Records of labeled boxes
## Start

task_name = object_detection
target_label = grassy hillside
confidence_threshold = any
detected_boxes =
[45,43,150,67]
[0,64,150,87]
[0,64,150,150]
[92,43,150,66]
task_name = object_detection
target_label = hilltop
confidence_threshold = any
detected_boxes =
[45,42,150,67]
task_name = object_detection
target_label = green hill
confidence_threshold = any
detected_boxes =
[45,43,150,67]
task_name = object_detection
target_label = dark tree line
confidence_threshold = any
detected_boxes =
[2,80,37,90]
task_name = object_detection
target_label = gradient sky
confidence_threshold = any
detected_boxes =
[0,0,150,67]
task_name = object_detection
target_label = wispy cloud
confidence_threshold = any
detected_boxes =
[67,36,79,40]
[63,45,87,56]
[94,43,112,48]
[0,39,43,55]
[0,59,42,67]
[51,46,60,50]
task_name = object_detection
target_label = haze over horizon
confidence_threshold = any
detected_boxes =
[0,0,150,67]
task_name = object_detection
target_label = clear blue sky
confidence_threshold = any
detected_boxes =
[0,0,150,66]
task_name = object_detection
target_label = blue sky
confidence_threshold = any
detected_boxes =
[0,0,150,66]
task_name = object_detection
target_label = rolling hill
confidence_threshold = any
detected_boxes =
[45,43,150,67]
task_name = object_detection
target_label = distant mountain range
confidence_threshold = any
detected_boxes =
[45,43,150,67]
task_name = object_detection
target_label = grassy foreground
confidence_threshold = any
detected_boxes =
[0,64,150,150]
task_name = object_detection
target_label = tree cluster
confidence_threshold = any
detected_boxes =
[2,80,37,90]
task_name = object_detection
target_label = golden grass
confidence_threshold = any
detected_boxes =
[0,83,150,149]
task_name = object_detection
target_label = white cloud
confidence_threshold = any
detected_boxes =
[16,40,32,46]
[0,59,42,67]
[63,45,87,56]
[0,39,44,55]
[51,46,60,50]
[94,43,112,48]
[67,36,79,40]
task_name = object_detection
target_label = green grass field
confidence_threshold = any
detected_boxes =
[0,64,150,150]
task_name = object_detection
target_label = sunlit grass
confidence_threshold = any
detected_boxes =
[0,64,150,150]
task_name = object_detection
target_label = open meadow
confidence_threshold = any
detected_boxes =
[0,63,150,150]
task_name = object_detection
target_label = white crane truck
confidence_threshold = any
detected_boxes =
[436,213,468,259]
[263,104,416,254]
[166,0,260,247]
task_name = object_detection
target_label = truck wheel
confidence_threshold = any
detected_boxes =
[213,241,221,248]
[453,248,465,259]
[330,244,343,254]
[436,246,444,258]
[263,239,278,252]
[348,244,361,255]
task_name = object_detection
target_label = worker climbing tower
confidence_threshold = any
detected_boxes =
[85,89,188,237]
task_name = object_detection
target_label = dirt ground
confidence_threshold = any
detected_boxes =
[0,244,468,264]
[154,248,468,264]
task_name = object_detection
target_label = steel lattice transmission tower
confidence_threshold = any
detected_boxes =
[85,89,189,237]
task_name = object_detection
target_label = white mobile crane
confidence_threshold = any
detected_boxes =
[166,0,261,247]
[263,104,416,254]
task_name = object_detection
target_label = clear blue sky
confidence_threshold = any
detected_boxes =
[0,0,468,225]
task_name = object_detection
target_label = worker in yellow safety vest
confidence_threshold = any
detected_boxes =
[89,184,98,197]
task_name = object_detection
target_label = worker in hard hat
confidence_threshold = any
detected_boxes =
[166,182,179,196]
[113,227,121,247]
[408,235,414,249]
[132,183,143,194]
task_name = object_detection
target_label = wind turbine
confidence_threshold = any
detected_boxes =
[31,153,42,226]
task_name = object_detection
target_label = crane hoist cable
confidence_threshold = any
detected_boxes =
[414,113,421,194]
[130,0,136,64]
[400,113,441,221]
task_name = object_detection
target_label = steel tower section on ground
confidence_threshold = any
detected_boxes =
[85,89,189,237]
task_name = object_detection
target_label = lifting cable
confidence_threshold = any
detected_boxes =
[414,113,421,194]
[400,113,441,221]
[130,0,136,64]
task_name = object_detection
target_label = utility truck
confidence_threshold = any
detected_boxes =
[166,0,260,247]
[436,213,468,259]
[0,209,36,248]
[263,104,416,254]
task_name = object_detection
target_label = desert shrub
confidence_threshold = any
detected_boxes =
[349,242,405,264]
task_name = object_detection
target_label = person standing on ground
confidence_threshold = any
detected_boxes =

## End

What you will do: Gather every line of the records above that contains the string "grassy" and copy each one out.

Exercise response:
target_label = grassy hillside
target_label = grassy foreground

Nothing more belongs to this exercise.